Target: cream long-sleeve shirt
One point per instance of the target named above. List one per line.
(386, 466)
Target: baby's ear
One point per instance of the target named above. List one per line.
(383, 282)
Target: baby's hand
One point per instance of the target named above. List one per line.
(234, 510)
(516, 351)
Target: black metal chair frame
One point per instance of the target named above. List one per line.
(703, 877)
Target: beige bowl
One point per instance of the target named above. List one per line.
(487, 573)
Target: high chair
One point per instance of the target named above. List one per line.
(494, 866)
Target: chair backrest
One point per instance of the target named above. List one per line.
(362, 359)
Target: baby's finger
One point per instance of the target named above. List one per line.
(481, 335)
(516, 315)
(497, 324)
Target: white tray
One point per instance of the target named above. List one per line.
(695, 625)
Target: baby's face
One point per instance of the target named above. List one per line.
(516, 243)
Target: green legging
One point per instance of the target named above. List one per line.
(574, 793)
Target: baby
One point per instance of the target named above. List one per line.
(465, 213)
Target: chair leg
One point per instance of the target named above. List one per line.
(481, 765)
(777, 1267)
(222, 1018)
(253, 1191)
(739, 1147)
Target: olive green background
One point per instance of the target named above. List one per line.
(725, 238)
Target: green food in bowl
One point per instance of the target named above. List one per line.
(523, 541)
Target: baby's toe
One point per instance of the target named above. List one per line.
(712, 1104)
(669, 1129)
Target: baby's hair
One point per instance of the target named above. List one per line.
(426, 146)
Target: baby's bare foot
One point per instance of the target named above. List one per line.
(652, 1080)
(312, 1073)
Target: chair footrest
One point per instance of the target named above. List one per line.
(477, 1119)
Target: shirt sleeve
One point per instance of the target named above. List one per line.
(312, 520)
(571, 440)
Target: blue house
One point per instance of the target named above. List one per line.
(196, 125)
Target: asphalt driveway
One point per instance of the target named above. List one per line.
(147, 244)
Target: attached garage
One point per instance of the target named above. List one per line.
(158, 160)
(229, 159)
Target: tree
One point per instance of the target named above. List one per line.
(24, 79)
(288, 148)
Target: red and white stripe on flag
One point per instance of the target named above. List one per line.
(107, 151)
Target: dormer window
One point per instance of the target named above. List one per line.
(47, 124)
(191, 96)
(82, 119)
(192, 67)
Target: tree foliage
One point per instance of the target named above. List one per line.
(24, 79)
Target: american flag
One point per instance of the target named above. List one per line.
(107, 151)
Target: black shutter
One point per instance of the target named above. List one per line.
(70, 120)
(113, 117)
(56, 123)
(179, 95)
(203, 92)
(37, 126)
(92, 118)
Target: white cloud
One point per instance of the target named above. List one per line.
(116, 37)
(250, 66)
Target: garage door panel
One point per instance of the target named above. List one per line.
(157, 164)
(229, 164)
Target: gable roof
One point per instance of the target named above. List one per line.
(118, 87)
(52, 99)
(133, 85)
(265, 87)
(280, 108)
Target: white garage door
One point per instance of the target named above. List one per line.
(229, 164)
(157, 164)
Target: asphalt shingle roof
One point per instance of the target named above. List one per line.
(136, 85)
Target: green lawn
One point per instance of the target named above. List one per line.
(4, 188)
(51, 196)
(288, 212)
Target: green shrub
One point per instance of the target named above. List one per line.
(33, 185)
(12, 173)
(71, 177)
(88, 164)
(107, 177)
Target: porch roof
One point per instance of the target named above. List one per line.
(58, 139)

====

- Task: Set down exactly the lines of the material above from the one with "Target: garage door panel" through the end. Include both ends and nothing else.

- Response to this task:
Target: garage door panel
One point per instance of the target named above. List one per line.
(157, 164)
(229, 164)
Target: gable roof
One point per instance of the target named above. List one per line.
(118, 87)
(52, 99)
(133, 85)
(265, 87)
(280, 108)
Target: white garage door
One point per instance of the target named above. List one per line.
(229, 164)
(157, 164)
Target: asphalt shingle roof
One point per instance of the target named above. List one per line.
(136, 85)
Target: green lawn
One point per instance of the target named above. List one per line.
(4, 188)
(51, 196)
(288, 212)
Target: green shrub
One point per instance of the target named above. List one per line.
(33, 185)
(12, 173)
(71, 177)
(88, 164)
(107, 177)
Target: porch roof
One point per instance of the target named above. List one per line.
(58, 139)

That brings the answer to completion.